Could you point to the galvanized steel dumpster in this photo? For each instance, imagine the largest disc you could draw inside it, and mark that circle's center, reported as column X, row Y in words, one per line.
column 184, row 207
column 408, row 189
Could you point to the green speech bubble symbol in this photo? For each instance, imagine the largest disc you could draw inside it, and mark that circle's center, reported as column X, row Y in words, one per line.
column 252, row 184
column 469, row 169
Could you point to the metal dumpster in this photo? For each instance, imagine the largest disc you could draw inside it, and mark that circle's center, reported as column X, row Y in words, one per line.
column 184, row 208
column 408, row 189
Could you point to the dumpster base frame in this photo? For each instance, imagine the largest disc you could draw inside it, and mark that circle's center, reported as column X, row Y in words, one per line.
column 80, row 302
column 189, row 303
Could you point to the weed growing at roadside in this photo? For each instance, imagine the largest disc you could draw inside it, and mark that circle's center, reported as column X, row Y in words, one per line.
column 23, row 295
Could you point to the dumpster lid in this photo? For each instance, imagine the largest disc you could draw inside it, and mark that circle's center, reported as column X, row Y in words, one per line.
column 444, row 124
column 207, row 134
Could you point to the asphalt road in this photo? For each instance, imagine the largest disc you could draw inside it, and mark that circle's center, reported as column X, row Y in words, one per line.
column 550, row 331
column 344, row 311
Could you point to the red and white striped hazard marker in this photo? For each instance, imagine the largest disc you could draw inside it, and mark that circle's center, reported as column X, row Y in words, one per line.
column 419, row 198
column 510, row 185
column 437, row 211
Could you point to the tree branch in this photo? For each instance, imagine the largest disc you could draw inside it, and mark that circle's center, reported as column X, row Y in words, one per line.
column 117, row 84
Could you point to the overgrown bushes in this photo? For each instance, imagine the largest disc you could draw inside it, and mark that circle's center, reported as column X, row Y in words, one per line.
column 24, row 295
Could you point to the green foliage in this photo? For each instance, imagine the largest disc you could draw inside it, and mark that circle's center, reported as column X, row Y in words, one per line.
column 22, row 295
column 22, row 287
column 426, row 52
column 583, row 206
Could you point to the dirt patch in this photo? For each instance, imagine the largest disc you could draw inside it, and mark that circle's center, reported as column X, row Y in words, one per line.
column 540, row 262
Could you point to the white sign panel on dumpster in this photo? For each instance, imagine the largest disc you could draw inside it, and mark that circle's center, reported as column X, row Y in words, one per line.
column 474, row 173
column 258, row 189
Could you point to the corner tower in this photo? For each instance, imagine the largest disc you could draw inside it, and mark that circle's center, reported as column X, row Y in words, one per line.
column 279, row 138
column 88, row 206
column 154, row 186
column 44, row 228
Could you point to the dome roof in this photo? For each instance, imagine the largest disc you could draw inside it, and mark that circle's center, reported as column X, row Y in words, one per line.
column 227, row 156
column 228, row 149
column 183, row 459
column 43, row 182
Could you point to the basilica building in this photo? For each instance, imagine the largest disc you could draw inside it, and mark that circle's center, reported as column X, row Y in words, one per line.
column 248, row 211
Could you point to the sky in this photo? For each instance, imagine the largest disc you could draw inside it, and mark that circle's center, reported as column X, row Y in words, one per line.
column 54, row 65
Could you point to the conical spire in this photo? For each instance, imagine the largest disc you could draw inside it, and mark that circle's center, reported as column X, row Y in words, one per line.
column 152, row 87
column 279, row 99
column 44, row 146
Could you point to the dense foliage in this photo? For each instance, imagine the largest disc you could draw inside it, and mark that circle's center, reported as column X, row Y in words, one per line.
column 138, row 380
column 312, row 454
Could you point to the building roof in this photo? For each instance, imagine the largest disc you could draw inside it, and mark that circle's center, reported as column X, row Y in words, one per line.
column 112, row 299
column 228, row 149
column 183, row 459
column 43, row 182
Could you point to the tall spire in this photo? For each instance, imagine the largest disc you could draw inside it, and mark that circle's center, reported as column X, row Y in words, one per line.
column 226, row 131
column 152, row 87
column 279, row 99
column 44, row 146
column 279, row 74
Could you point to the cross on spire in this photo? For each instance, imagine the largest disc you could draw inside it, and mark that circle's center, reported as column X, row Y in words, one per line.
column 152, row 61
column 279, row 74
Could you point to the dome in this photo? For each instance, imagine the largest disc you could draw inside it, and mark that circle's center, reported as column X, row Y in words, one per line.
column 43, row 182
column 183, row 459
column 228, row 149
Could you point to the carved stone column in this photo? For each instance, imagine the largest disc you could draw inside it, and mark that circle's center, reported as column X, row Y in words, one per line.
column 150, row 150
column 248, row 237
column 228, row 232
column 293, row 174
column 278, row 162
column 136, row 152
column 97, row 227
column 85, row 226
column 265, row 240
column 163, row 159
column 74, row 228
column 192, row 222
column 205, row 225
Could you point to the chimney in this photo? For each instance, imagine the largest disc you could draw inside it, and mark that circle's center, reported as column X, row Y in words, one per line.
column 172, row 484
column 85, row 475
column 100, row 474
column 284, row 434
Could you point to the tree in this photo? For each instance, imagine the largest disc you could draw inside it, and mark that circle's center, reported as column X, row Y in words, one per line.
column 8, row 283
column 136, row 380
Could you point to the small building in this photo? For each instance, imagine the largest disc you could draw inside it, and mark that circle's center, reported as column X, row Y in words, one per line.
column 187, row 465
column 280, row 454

* EXERCISE AIM
Your task is to give the records above again, exactly.

* EXPECTED ANSWER
Could you point to the galvanized steel dumpster in this photo? For each instance, imagine the largest disc you could draw inside it, and mark that circle's center, reported as column X, row Y in words, one per line.
column 184, row 207
column 408, row 189
Could you point to the green speech bubble symbol in this photo? For each instance, imagine the largest disc you could draw inside it, and mark that circle's center, reported as column X, row Y in words, one per line.
column 252, row 184
column 469, row 169
Could you point to the metal dumpster in this photo? For each instance, imagine the largest disc you could draw inside it, and mark that circle's center, reported as column X, row Y in words, one per line.
column 184, row 208
column 408, row 189
Could you point to the dumpster base frame in this photo? For each instance, imagine the largest disc you could draw inside it, and mark that circle's center, reported as column X, row Y in words, one per line.
column 80, row 302
column 189, row 303
Could you point to the weed growing at roadside in this photo? For each instance, imagine the largest disc you could draw inside it, and mark that circle's center, reported as column X, row Y in words, one per line.
column 23, row 295
Could you point to the dumpster lid in this photo? For each instance, imagine the largest disc you could draw inside it, and mark that circle's center, reported as column X, row Y in words, one per line.
column 444, row 124
column 207, row 134
Could you point to the asphalt road in this photo? For each instance, imagine the largest disc you could draw inside it, and mark that circle's center, reported as column X, row Y in words, one per line.
column 550, row 331
column 344, row 311
Could you point to the red and white striped hazard marker in this photo? For each instance, imagine the largest disc you could draw inside it, and mark that circle's center, reported as column X, row Y in words, one per line.
column 419, row 198
column 510, row 185
column 437, row 211
Could you point to the tree branch in this photo? For each instance, imagine the largest disc you could draw inside it, and mark that circle's center, reported as column X, row Y in words, one per line.
column 117, row 84
Could you point to the overgrown bushes in this photo? For each instance, imagine the largest disc you could draw inside it, and mark that circle's center, reported as column X, row Y in words, one per line.
column 24, row 295
Could you point to the green foliage in this photo? For each instance, imagine the largest disc you could draw inside it, and mark that circle's center, reported as column X, row Y in words, one per line.
column 22, row 295
column 22, row 287
column 426, row 52
column 583, row 206
Could you point to the dirt patch in this photo? For each instance, imagine the largest disc you could draw inside it, and mark that circle's center, reported as column X, row Y in words, one per line.
column 540, row 262
Could you point to the white sign panel on dumpster in this photo? For each instance, imagine the largest disc you could draw inside it, and mark that circle's center, reported as column X, row Y in words, one per line.
column 474, row 173
column 258, row 189
Could you point to the corner tower in this photo? For each instance, imagine the largest disc you could draw inside it, and mark that circle's center, reported as column X, row Y in words, one per line.
column 279, row 138
column 88, row 206
column 154, row 186
column 44, row 228
Could you point to the dome roof in this photo? For each instance, imagine the largest disc you could draw inside it, and mark that circle's center, reported as column X, row Y in words, one per line.
column 227, row 156
column 228, row 149
column 183, row 459
column 43, row 182
Could you point to the basilica building in this photo? For each instance, imagine the largest disc you could draw inside it, and mark that circle's center, reported as column X, row Y in words, one per line.
column 248, row 211
Could you point to the sky in this photo? For each instance, imagine the largest disc you could draw inside it, and mark that circle's center, reported as column X, row Y in words, one per line.
column 54, row 65
Could you point to the conical spire in this photo? For each instance, imagine the largest disc you could draw inside it, and mark that circle's center, reported as column X, row Y in words, one per line.
column 152, row 87
column 279, row 99
column 44, row 146
Could you point to the dense foliage in this photo? For each instance, imagine the largest disc you could draw inside it, and mark that circle's center, reported as column X, row Y in words, one per line.
column 138, row 380
column 312, row 454
Could you point to the building roof in this photo? For each instance, imagine the largest disc you could draw inside it, and mark that circle's center, reported as column X, row Y in words, one per line.
column 112, row 299
column 228, row 149
column 183, row 459
column 43, row 182
Could you point to the tall spire in this photo? For each instance, imagine the largest disc you could draw inside it, and mark that circle's center, reported as column X, row Y in words, one per line.
column 226, row 131
column 152, row 87
column 279, row 99
column 44, row 146
column 279, row 74
Could you point to the cross on spire in this photo? For each instance, imagine the largest disc you could draw inside it, and mark that circle's center, reported as column X, row Y in words, one per line.
column 152, row 61
column 279, row 74
Could you point to the dome in this photo? For each instance, imagine the largest disc you could draw inside it, and mark that circle's center, reported as column X, row Y in words, one per line.
column 43, row 182
column 183, row 459
column 228, row 149
Could you point to the carved stone column in this photo? For each instance, imagine the largest disc you could draw inside it, and mark that circle's center, reported as column X, row Y in words, one per line.
column 150, row 150
column 248, row 237
column 228, row 232
column 293, row 174
column 278, row 162
column 136, row 152
column 97, row 227
column 85, row 226
column 265, row 240
column 163, row 159
column 74, row 228
column 192, row 222
column 205, row 225
Could you point to the chimney in this photo? For each instance, imagine the largest disc you could draw inside it, and mark that circle's center, reported as column X, row Y in words, one per line.
column 172, row 484
column 85, row 475
column 100, row 474
column 284, row 434
Could you point to the tree in this photo? For each instance, imagine the largest disc you could draw inside it, and mark that circle's center, reported as column X, row Y in words, one per line.
column 8, row 283
column 136, row 380
Could you point to the small building in this photo? For each instance, imagine the largest disc you could draw inside it, and mark that circle's center, reported as column X, row Y in words, one per line.
column 187, row 465
column 280, row 454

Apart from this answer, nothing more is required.